* Start Recorded data *

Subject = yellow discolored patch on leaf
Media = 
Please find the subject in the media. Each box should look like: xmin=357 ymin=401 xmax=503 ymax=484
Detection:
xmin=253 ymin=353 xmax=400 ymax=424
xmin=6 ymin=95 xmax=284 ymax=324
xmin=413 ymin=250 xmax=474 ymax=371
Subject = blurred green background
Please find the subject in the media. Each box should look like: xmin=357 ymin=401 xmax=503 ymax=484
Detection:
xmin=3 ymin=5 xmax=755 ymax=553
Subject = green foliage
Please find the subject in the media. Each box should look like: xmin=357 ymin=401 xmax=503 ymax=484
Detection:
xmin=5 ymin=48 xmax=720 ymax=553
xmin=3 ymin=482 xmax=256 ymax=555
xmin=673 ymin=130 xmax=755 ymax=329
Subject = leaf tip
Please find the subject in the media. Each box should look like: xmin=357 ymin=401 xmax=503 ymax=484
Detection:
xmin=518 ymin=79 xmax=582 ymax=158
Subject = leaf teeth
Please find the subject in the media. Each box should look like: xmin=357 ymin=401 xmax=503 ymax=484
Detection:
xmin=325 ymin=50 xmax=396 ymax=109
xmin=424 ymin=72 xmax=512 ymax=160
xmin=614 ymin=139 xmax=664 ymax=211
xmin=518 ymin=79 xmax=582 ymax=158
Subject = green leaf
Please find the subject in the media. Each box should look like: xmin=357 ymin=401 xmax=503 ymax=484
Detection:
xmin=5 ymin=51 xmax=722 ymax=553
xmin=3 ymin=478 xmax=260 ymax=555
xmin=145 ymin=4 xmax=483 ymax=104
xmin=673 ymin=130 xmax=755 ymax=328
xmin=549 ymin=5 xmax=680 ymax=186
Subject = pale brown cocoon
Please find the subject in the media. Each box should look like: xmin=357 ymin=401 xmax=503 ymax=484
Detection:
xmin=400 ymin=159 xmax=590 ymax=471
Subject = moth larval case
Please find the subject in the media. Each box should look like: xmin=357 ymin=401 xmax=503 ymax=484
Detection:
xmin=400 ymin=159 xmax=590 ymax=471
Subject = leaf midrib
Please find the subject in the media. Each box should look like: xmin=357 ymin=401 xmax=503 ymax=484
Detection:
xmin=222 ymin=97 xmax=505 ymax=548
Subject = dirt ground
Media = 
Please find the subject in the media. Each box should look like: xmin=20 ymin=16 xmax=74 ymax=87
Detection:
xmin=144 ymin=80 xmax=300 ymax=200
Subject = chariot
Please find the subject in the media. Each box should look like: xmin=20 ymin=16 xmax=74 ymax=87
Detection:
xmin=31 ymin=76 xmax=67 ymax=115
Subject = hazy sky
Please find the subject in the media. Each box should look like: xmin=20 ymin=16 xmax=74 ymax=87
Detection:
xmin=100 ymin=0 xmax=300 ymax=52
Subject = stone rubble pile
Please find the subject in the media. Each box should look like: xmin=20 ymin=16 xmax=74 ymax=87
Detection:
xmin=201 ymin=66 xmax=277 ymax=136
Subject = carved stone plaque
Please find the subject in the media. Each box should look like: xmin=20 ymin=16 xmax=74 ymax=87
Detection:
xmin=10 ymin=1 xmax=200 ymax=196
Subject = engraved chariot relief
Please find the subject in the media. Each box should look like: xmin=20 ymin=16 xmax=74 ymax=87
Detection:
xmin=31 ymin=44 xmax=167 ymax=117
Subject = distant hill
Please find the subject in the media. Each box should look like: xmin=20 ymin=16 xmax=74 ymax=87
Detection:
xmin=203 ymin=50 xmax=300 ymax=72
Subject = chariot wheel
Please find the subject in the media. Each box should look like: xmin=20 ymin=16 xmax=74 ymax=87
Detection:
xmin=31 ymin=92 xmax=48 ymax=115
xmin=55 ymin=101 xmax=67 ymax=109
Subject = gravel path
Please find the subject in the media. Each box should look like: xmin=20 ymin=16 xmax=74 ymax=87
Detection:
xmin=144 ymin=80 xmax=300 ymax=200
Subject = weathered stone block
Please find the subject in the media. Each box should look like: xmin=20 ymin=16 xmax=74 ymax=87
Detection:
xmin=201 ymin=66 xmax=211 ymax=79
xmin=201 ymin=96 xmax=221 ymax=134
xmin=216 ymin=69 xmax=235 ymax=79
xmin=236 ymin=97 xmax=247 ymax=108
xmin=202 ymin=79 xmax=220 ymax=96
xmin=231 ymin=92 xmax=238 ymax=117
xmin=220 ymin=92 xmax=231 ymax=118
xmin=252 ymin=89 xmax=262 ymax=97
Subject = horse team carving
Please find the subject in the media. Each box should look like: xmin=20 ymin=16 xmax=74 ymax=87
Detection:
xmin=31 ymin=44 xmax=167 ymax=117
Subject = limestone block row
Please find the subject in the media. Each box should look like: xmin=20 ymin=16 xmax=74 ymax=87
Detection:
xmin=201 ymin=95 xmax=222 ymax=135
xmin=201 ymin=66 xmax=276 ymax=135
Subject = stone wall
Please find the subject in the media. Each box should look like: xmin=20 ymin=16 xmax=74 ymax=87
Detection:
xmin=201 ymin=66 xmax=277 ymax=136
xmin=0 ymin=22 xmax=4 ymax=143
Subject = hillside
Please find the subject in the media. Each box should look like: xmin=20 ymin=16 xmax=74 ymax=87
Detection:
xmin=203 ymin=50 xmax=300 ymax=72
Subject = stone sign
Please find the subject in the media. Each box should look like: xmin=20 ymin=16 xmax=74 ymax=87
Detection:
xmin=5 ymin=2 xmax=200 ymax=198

* End Recorded data *

Rewrite every line of the listing above as a Markdown table with the columns "Row" and "Line", numbering the rows in order and omitting blank lines.

| Row | Line |
|---|---|
| 1 | Subject = yellow discolored patch on leaf |
| 2 | Media =  |
| 3 | Please find the subject in the media. Each box should look like: xmin=357 ymin=401 xmax=503 ymax=484 |
| 4 | Detection: |
| 5 | xmin=253 ymin=353 xmax=400 ymax=424 |
| 6 | xmin=6 ymin=95 xmax=284 ymax=324 |
| 7 | xmin=413 ymin=250 xmax=474 ymax=371 |
| 8 | Subject = blurred green background |
| 9 | Please find the subject in the media. Each box should look like: xmin=357 ymin=401 xmax=503 ymax=484 |
| 10 | Detection: |
| 11 | xmin=3 ymin=5 xmax=755 ymax=553 |
| 12 | Subject = green foliage |
| 13 | Please find the subject in the media. Each box should look like: xmin=357 ymin=401 xmax=503 ymax=484 |
| 14 | Detection: |
| 15 | xmin=5 ymin=48 xmax=720 ymax=553 |
| 16 | xmin=3 ymin=482 xmax=256 ymax=555 |
| 17 | xmin=673 ymin=130 xmax=755 ymax=329 |
| 18 | Subject = leaf tip |
| 19 | Please find the subject in the media. Each box should look like: xmin=357 ymin=401 xmax=503 ymax=484 |
| 20 | Detection: |
| 21 | xmin=518 ymin=79 xmax=582 ymax=158 |
| 22 | Subject = leaf teeth |
| 23 | Please find the subject in the media. Each box should look like: xmin=357 ymin=401 xmax=503 ymax=484 |
| 24 | Detection: |
| 25 | xmin=325 ymin=50 xmax=396 ymax=109 |
| 26 | xmin=424 ymin=72 xmax=512 ymax=160 |
| 27 | xmin=614 ymin=139 xmax=664 ymax=211 |
| 28 | xmin=518 ymin=79 xmax=582 ymax=158 |
| 29 | Subject = green leaf |
| 30 | Please find the subject in the media. Each box should look like: xmin=357 ymin=401 xmax=503 ymax=484 |
| 31 | Detection: |
| 32 | xmin=5 ymin=51 xmax=722 ymax=553 |
| 33 | xmin=3 ymin=478 xmax=260 ymax=555 |
| 34 | xmin=145 ymin=4 xmax=483 ymax=104 |
| 35 | xmin=673 ymin=130 xmax=755 ymax=328 |
| 36 | xmin=549 ymin=5 xmax=680 ymax=186 |
| 37 | Subject = pale brown cocoon |
| 38 | Please find the subject in the media. Each box should look like: xmin=357 ymin=401 xmax=503 ymax=484 |
| 39 | Detection: |
| 40 | xmin=400 ymin=159 xmax=590 ymax=471 |
| 41 | Subject = moth larval case |
| 42 | Please find the subject in the media. Each box should look like: xmin=357 ymin=401 xmax=503 ymax=484 |
| 43 | Detection: |
| 44 | xmin=400 ymin=159 xmax=590 ymax=471 |
| 45 | Subject = leaf midrib |
| 46 | Please find the subject in the media. Each box should look like: xmin=357 ymin=401 xmax=503 ymax=484 |
| 47 | Detection: |
| 48 | xmin=222 ymin=97 xmax=505 ymax=548 |
| 49 | Subject = dirt ground |
| 50 | Media =  |
| 51 | Please find the subject in the media. Each box should look like: xmin=20 ymin=16 xmax=74 ymax=87 |
| 52 | Detection: |
| 53 | xmin=144 ymin=80 xmax=300 ymax=200 |
| 54 | Subject = chariot |
| 55 | Please find the subject in the media. Each box should look like: xmin=20 ymin=16 xmax=74 ymax=87 |
| 56 | Detection: |
| 57 | xmin=31 ymin=76 xmax=67 ymax=115 |
| 58 | Subject = hazy sky |
| 59 | Please find the subject in the media. Each box should look like: xmin=20 ymin=16 xmax=74 ymax=87 |
| 60 | Detection: |
| 61 | xmin=100 ymin=0 xmax=300 ymax=52 |
| 62 | Subject = stone rubble pile |
| 63 | Please find the subject in the media. Each box should look like: xmin=20 ymin=16 xmax=74 ymax=87 |
| 64 | Detection: |
| 65 | xmin=201 ymin=66 xmax=277 ymax=136 |
| 66 | Subject = carved stone plaque |
| 67 | Please find the subject in the media. Each box should look like: xmin=20 ymin=16 xmax=74 ymax=87 |
| 68 | Detection: |
| 69 | xmin=10 ymin=1 xmax=200 ymax=196 |
| 70 | Subject = engraved chariot relief |
| 71 | Please find the subject in the media. Each box should look like: xmin=20 ymin=16 xmax=74 ymax=87 |
| 72 | Detection: |
| 73 | xmin=31 ymin=44 xmax=167 ymax=117 |
| 74 | Subject = distant hill |
| 75 | Please find the subject in the media. Each box should look like: xmin=20 ymin=16 xmax=74 ymax=87 |
| 76 | Detection: |
| 77 | xmin=203 ymin=50 xmax=300 ymax=72 |
| 78 | Subject = chariot wheel |
| 79 | Please find the subject in the media. Each box should look like: xmin=20 ymin=16 xmax=74 ymax=87 |
| 80 | Detection: |
| 81 | xmin=31 ymin=92 xmax=48 ymax=115 |
| 82 | xmin=55 ymin=101 xmax=67 ymax=109 |
| 83 | Subject = gravel path |
| 84 | Please find the subject in the media. Each box should look like: xmin=20 ymin=16 xmax=74 ymax=87 |
| 85 | Detection: |
| 86 | xmin=144 ymin=80 xmax=300 ymax=200 |
| 87 | Subject = weathered stone block |
| 88 | Please find the subject in the media. Each box should look like: xmin=20 ymin=16 xmax=74 ymax=87 |
| 89 | Detection: |
| 90 | xmin=201 ymin=66 xmax=211 ymax=79 |
| 91 | xmin=201 ymin=96 xmax=221 ymax=134 |
| 92 | xmin=216 ymin=69 xmax=235 ymax=79 |
| 93 | xmin=236 ymin=97 xmax=247 ymax=108 |
| 94 | xmin=202 ymin=79 xmax=220 ymax=96 |
| 95 | xmin=231 ymin=92 xmax=238 ymax=117 |
| 96 | xmin=220 ymin=92 xmax=231 ymax=118 |
| 97 | xmin=252 ymin=89 xmax=262 ymax=97 |
| 98 | Subject = horse team carving |
| 99 | Please find the subject in the media. Each box should look like: xmin=20 ymin=16 xmax=74 ymax=87 |
| 100 | Detection: |
| 101 | xmin=31 ymin=44 xmax=167 ymax=117 |
| 102 | Subject = limestone block row |
| 103 | Please find the subject in the media. Each box should look like: xmin=20 ymin=16 xmax=74 ymax=87 |
| 104 | Detection: |
| 105 | xmin=201 ymin=95 xmax=222 ymax=135 |
| 106 | xmin=201 ymin=66 xmax=276 ymax=135 |
| 107 | Subject = stone wall |
| 108 | Please find the subject in the media. Each box should look like: xmin=20 ymin=16 xmax=74 ymax=87 |
| 109 | Detection: |
| 110 | xmin=201 ymin=66 xmax=277 ymax=136 |
| 111 | xmin=0 ymin=22 xmax=4 ymax=143 |
| 112 | Subject = hillside |
| 113 | Please find the subject in the media. Each box should look like: xmin=20 ymin=16 xmax=74 ymax=87 |
| 114 | Detection: |
| 115 | xmin=203 ymin=50 xmax=300 ymax=72 |
| 116 | Subject = stone sign |
| 117 | Please find the subject in the media. Each box should look like: xmin=20 ymin=16 xmax=74 ymax=87 |
| 118 | Detection: |
| 119 | xmin=5 ymin=2 xmax=200 ymax=198 |